And, finally, let me say that, just to put it in context, corporate finance in the euro area is very heavily bank-based in comparison to other countries such as, for example, the U.S. So, to expand the ABS markets, and to use some of these ideas, like the EIB, and these institutions, is a very welcome move to diversify finance in the euro area. But we recognize that this is a capital market development issue, and will take some time.

QUESTIONER: Since we are coming up on a year, as you mentioned, of Draghi's speech, I just wanted to step back from a lot of the details and ask you whether or not, a year ago, when Draghi made this announcement and then followed it up with OMT, whether or not this is what you envisioned happening a year later. I mean, the impression I get from this report is that everything is kind of, on a real level, is kind of stuck. Credit isn't improving very fast, you know, wage and productivity levels have come down some, but aren't really changing as dramatically as perhaps might be needed. Everything is just kind of grinding along. And I'm wondering whether this is what you all expected, or whether or not it's just going a lot slower than you'd hoped.

MR. PRADHAN: I'll take your question in three parts.

The first is, as I said earlier, that the counterfactual without OMT would have been much worse. We don't know exactly what the counterfactual would be, but I want to emphasize how helpful OMT has been.

You know, there are lots of people who were talking about existential threats to the euro area. That’s a really important thing to address. So I think we should not take that lightly. I mean, that's a very strong contribution.

------------------------------------------------------------

# What the task requires
List every three-letter acronym that appears in the transcript excerpt above, giving each one once.

------------------------------------------------------------

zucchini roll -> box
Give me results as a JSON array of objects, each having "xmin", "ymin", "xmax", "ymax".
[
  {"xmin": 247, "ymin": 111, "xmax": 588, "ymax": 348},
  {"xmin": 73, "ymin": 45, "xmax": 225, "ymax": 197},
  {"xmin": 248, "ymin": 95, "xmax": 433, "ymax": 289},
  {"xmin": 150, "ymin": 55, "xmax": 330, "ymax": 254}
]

------------------------------------------------------------

# The result
ABS, EIB, OMT